Given instruction ▸
Can you copy every row below word for word, leaving out the pictures?

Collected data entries
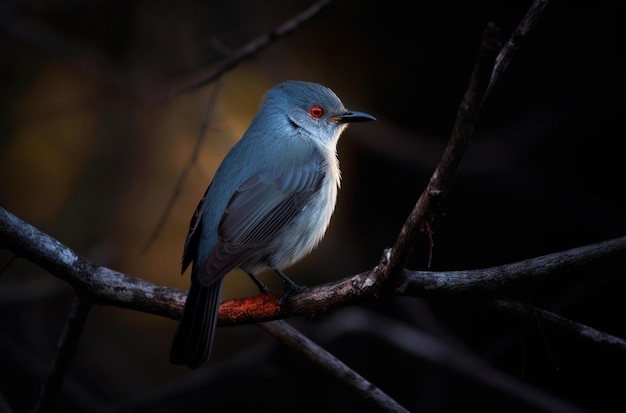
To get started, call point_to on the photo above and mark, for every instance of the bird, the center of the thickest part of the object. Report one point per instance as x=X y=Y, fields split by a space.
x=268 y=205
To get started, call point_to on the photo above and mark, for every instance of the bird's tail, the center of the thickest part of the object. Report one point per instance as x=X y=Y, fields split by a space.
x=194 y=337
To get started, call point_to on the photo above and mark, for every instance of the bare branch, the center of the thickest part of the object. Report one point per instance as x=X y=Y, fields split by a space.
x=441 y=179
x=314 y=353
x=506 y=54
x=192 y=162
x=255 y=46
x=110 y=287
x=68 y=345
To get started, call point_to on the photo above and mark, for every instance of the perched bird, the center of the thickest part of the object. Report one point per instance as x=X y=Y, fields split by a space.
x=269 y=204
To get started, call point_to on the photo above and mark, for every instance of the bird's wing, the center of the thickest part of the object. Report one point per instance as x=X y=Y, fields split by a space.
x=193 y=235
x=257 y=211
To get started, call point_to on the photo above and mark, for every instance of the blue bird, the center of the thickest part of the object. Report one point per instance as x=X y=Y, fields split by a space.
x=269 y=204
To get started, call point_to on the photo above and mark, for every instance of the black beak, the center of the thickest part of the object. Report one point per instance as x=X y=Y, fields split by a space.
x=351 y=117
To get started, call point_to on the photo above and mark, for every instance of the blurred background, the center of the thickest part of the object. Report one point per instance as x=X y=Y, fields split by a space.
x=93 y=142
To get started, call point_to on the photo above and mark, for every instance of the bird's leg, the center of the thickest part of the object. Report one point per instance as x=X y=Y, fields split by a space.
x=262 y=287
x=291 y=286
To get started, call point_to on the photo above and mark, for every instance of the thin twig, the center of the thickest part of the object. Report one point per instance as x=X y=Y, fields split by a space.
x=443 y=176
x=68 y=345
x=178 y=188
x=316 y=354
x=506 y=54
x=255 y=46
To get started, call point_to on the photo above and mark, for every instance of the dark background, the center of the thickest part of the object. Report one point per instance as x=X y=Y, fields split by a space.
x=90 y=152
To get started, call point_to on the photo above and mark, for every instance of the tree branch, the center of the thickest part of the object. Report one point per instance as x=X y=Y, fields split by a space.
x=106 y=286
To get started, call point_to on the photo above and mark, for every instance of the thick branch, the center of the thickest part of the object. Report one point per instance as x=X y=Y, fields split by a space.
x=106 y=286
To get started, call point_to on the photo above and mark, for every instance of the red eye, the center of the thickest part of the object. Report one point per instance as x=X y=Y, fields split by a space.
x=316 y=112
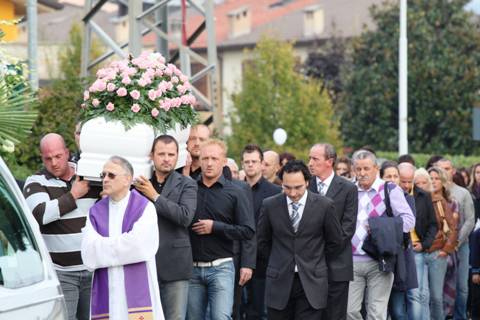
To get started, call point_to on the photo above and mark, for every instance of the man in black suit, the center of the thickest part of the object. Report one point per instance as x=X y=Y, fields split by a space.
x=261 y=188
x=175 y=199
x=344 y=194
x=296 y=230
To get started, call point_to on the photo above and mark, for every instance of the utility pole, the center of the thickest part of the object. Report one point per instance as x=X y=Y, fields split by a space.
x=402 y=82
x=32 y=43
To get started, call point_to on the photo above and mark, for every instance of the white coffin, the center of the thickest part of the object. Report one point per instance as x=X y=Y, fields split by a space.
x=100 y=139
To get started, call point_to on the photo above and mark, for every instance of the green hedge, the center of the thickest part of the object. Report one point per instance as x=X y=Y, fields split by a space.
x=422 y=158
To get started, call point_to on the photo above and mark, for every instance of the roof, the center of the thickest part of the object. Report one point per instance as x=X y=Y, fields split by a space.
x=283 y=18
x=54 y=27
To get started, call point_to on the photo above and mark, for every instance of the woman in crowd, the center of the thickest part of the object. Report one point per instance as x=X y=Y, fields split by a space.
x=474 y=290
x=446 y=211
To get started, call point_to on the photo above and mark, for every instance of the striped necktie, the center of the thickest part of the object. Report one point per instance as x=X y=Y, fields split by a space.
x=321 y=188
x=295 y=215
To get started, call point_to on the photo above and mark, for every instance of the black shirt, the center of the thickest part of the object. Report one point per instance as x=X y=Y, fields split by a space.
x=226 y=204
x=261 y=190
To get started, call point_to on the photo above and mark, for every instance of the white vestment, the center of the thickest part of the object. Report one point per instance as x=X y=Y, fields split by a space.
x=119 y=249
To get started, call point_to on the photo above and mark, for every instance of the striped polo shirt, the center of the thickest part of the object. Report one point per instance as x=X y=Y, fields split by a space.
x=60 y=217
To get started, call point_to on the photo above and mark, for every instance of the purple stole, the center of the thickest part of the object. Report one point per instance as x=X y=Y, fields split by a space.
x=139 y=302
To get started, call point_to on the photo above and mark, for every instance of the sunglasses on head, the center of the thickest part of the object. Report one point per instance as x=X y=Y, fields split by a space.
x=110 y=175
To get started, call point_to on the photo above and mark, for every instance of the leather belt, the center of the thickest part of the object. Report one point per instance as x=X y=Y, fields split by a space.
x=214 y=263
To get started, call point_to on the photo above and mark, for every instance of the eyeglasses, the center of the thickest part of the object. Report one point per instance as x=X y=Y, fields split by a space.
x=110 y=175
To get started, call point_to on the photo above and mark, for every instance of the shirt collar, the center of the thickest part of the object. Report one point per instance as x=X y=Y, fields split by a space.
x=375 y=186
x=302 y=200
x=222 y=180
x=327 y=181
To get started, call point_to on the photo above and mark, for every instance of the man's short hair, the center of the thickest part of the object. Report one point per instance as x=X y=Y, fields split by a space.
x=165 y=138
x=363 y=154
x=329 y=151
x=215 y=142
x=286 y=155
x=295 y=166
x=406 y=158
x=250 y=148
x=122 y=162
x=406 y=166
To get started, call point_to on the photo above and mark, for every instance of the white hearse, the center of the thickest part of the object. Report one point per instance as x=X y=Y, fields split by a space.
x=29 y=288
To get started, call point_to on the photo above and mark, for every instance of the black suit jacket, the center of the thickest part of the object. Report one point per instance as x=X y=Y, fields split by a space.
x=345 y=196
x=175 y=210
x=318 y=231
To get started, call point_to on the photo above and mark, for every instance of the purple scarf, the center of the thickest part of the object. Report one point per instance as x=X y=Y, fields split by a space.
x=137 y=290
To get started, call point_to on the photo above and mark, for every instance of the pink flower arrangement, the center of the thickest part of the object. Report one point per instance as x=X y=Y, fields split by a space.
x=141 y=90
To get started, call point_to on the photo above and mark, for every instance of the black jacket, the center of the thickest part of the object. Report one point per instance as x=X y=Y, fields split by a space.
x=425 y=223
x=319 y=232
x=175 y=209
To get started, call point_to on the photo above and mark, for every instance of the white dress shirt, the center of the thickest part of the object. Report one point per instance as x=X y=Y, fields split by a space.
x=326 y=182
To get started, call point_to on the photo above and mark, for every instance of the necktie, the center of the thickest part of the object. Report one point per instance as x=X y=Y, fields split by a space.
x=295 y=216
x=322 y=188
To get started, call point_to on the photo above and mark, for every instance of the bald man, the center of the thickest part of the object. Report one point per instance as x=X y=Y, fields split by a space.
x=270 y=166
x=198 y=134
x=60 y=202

Task result ▸
To get started, call point_to on the photo above and mark, for every instance of the bird, the center of the thickest part of the object. Report one point per instance as x=X y=Y, fields split by a space.
x=268 y=205
To get started, call point_to on the photo above and mark, for every instance of the bird's tail, the center of the thickest part of the object. Report one point per instance as x=X y=Y, fields split by a space.
x=194 y=337
To get started, call point_to on the photo above and mark, for every instance of the bare branch, the center of the thickest part of the object. Report one point per instance as x=X y=Y, fields split by a space.
x=441 y=179
x=314 y=353
x=506 y=54
x=192 y=162
x=255 y=46
x=110 y=287
x=68 y=345
To get started, call point_to on the photo above and mark, for every instance of the perched bird, the center of the thickest part of the object. Report one point per instance as x=X y=Y, fields split by a space.
x=269 y=204
To get started, call point_to on the photo above and mark, for every instance of the bird's wing, the center of the thickest part of the object. Report one point per instance as x=X y=Y, fields split by a space.
x=193 y=235
x=257 y=211
To get started, call point_to on the photo above and mark, for every instance of the blue bird, the center of the thickest part of the object. Report one point per instance as x=X y=Y, fields split by a space.
x=269 y=204
To get started, call point_to on the photo above and mark, for every instance of the black beak, the center of the thickest part of the object. Report one point per instance as x=X y=Y, fields split by a space.
x=351 y=117
To get started, call point_to on the photo above and mark, for every instance of the blurred background, the center of the thickest part of the object. Report one point per instance as x=X y=Y, fields split by a space.
x=93 y=142
To get started, call point_to on the photo above and mark, for every instance of the bird's leg, the center of the thickest part of the object. Report one point per instance as x=X y=Y, fields split by a space.
x=262 y=287
x=291 y=286
To get started, call point_to on the photo above and mark, for every instance of the thin twig, the center of the thickest part of the object. Report one point per instance as x=X y=Y, fields split by a space.
x=443 y=176
x=68 y=345
x=178 y=188
x=316 y=354
x=506 y=54
x=255 y=46
To get started, call point_to on the photo above and mark, for every instance of the dark background, the center of the thickest part of the object. Report one point per instance as x=X y=Y, fields split by a space.
x=90 y=152
To get started, call point_to on the photo above and mark, for every instance of the tree branch, the center of the thickest part of the object. Report one point per instance as x=X y=Y, fields split by a space.
x=106 y=286
To get started, call point_to on the photo above and mark, for every instance of the thick branch, the center of the thickest part of the object. Report one point per instance as x=X y=Y, fields split by a space.
x=106 y=286
To get started, call point_to on the photo above and mark, for every instance of the red eye, the center of the thickest part of the object. Report one point per instance as x=X y=Y, fields split by a space.
x=316 y=112
To get started, call point_to on the photo above and mark, for every instance of the man in black suit, the center of the thickest part of the object. Report one point per instance as x=X y=Y, fields split by a space.
x=261 y=188
x=175 y=199
x=344 y=194
x=296 y=230
To get started, call point_to on the photo above and mark, for every instance of the utility pole, the center of the thickest part of the object. Report one point per instance as x=X y=Y, fields split by a space.
x=402 y=82
x=32 y=43
To get started, call point_to on the photo above and mark, for every instance of the white coffin, the center of the thickest part of the object. Report one point per instance as x=X y=Y, fields split by a space.
x=100 y=139
To get started, call point_to on the photo above and mark, for every instance of the green hedge, the center of the thickest part of the object. Report one point per instance as x=X y=Y, fields split by a space.
x=422 y=158
To get started, call point_to on the photo above and mark, for every instance of the roof, the center of the thickest part of the object. Report one point per instance as x=X y=Y, fields split by a space.
x=283 y=18
x=54 y=27
To get started, call point_to on the photo above and mark, for every instance of the woman in crowd, the center of the thickest part of the object. Report one point per instance as x=X y=Y, fields split by a space.
x=474 y=290
x=446 y=211
To get started, call point_to on the photo above and mark, for every instance of the striped necktie, the center of the thickest part of the object. Report one point per instance as x=X y=Y, fields split by a space.
x=321 y=188
x=295 y=215
To get started, call point_to on the photo above and mark, for every instance of the black shirt, the center of the thickest part of the object. Report one point per instance as x=X y=Y, fields split by a space.
x=226 y=204
x=261 y=190
To get started, call point_to on the photo above and mark, for every instance of the white vestment, the center of the thickest part of the object. Report one point per instance as x=X y=Y, fields split by a space.
x=119 y=249
To get started, call point_to on the photo above and mark, for every instance of the striped polo shirt, the center of the thickest part of the object. Report one point per instance as x=X y=Y, fields split by a space.
x=60 y=217
To get started, call point_to on the photo above and mark, for every instance of the purple stole, the center of the thickest part of the object. Report one point per instance as x=X y=Y, fields split by a space.
x=139 y=302
To get started, call point_to on the photo above and mark, for every instance of the sunglasses on head, the center of the thickest part of the object. Report one point per instance as x=X y=Y, fields split by a space.
x=110 y=175
To get started, call point_to on the photo above and mark, for every instance of the leather belt, the center of the thickest part of the object. Report one point per instance as x=X y=Y, fields split by a space.
x=214 y=263
To get started, call point_to on the photo above and mark, for every instance of the eyeglasses, the center of the thickest part of the object. Report one point per instance as x=X y=Y, fields split by a space.
x=110 y=175
To get started, call point_to on the photo above and mark, for every instance of the shirt collar, the center of the thickest part of the object. Report one point per instance as x=X y=Y, fields split by a space.
x=375 y=186
x=302 y=200
x=222 y=180
x=327 y=181
To get started, call point_to on the photo above and mark, for every instance of the man's short hair, the center of the thickest part of the object. Report one point per instance as x=X y=Y, fields split by a space.
x=165 y=138
x=363 y=154
x=329 y=151
x=215 y=142
x=286 y=155
x=295 y=166
x=406 y=158
x=250 y=148
x=122 y=162
x=406 y=166
To get started, call point_to on the photo above and mark, for every instance of the white hearse, the center of the thickest part of the object. Report one point per instance as x=X y=Y, fields split by a space.
x=29 y=288
To get started, call point_to on the photo above and mark, for every instance of the black suit jacket, the center of the thickest part of the object. Report one point per instance as x=X y=Y, fields split by a space.
x=345 y=196
x=175 y=210
x=318 y=231
To get started, call point_to on the photo above and mark, for every instance of the purple scarf, the center of the thickest part of the object. Report one point per instance as x=X y=Y, fields split by a space.
x=137 y=290
To get started, call point_to on the photo above and mark, for every instance of the pink flower arrangement, the center of the thickest part of the object. Report one point per instance as x=X y=Y, fields split by a space.
x=141 y=90
To get started, call point_to on the photo above and mark, for every instance of the black jacket, the center of the thickest part of the object. Report one point per instance as x=X y=Y, fields split by a space.
x=425 y=223
x=319 y=232
x=175 y=209
To get started, call point_to on the photo above and mark, for every instance of the white dress shirt, the center of the thickest part of the object. Report one point per instance as x=X y=Y, fields split by a space.
x=326 y=182
To get started, call point_to on the photo above and mark, for every instance of the necktie, the center of the thickest part of the object. Report one point per instance as x=X y=Y, fields split by a space.
x=295 y=216
x=322 y=188
To get started, call point_to on the photo above and mark, for every instance of the bald man, the center of the thickest part of the object. Report one point per instance as x=X y=Y, fields split by a space.
x=270 y=166
x=198 y=134
x=60 y=202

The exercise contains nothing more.